Give the part of the items below that opens with the line containing "Detection benchmark curation — identify each snow" and closes with the line containing "[137,238,144,247]", both included, as a numbered list, omitting blank lines.

Data for this task:
----
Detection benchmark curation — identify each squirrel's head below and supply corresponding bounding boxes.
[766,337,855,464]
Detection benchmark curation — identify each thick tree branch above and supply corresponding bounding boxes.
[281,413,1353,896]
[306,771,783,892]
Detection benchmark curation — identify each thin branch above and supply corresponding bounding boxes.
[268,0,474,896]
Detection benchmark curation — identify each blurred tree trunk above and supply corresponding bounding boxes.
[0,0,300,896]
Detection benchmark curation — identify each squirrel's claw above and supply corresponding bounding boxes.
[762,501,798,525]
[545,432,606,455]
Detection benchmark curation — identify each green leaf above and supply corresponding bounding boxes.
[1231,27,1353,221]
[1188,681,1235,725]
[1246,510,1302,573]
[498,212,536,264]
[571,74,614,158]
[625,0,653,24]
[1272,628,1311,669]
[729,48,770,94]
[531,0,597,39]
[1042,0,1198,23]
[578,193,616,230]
----
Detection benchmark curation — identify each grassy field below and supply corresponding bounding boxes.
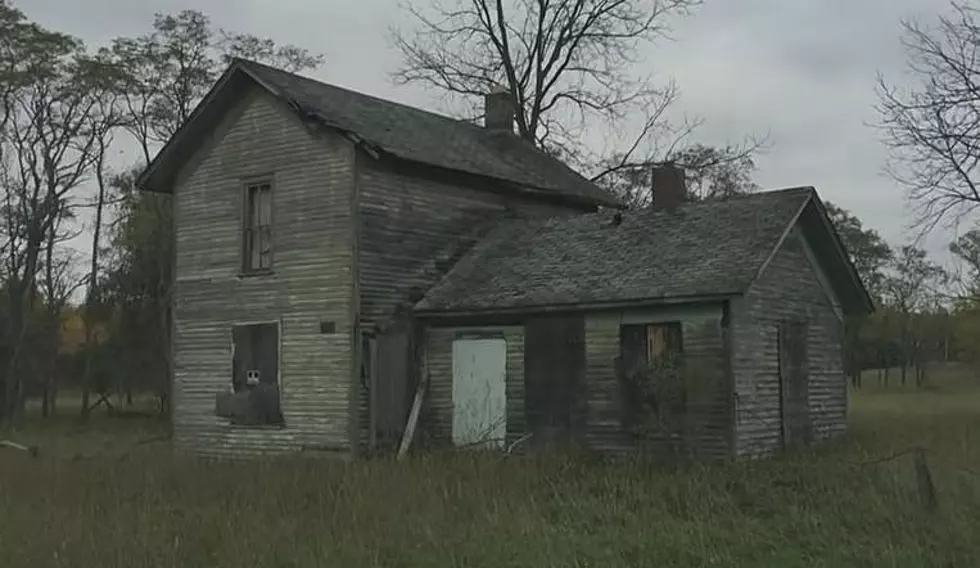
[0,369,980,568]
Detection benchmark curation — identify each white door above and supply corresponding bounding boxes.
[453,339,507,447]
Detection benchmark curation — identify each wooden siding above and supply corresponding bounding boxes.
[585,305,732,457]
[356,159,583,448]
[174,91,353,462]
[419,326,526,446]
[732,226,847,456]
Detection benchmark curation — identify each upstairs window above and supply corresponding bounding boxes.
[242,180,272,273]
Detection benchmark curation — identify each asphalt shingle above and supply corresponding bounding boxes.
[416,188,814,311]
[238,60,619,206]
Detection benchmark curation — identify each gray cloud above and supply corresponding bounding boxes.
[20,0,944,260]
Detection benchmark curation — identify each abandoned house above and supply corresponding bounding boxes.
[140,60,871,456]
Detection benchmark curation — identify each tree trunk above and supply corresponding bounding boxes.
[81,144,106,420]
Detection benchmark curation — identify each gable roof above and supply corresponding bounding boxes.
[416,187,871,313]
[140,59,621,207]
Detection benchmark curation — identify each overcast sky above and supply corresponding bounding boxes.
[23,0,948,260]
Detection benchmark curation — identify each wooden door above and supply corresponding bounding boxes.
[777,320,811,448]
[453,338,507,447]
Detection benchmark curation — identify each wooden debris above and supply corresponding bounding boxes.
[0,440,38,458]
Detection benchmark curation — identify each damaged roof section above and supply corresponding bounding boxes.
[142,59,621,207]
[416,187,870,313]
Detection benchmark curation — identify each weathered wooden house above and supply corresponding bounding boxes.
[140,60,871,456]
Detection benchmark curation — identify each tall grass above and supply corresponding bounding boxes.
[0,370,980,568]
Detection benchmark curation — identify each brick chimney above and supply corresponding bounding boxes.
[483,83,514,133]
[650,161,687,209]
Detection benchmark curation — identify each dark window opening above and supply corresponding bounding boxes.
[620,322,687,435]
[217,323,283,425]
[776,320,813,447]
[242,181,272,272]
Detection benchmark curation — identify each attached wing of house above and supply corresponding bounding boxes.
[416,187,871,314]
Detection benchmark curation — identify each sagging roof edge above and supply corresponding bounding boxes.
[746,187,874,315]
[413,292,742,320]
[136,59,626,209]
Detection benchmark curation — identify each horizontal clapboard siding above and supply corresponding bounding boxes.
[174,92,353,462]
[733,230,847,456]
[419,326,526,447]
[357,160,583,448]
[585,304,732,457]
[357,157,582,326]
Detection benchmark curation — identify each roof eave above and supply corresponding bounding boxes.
----
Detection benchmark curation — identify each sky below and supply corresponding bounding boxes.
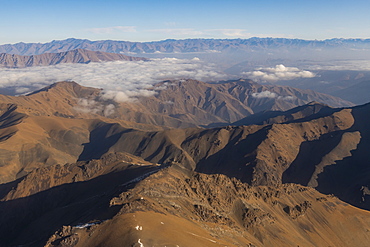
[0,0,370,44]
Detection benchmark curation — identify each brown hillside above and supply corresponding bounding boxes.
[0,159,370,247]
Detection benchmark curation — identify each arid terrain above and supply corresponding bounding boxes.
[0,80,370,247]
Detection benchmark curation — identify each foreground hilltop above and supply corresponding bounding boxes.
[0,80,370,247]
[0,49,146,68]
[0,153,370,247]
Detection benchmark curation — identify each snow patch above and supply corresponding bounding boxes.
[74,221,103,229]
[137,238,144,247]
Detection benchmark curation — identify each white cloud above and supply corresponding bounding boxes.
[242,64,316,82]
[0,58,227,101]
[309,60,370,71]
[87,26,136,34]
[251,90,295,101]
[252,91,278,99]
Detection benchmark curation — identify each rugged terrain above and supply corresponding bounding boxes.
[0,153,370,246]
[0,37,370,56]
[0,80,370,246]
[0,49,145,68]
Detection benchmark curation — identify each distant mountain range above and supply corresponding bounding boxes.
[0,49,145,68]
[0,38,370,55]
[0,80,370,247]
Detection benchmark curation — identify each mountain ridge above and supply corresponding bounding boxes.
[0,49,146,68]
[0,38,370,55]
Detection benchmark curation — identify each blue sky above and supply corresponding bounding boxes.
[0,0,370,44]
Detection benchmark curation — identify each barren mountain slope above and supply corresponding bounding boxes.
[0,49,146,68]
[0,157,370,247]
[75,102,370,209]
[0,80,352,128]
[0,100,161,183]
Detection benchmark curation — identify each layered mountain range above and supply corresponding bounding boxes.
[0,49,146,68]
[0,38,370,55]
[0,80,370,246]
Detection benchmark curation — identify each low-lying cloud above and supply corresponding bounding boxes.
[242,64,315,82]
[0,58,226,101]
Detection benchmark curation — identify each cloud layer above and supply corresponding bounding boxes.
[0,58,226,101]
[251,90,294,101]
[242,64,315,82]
----
Task output:
1. Detection benchmark curation — identify each snow patch above and supply corresponding bounding boxes.
2. [74,221,103,229]
3. [137,238,144,247]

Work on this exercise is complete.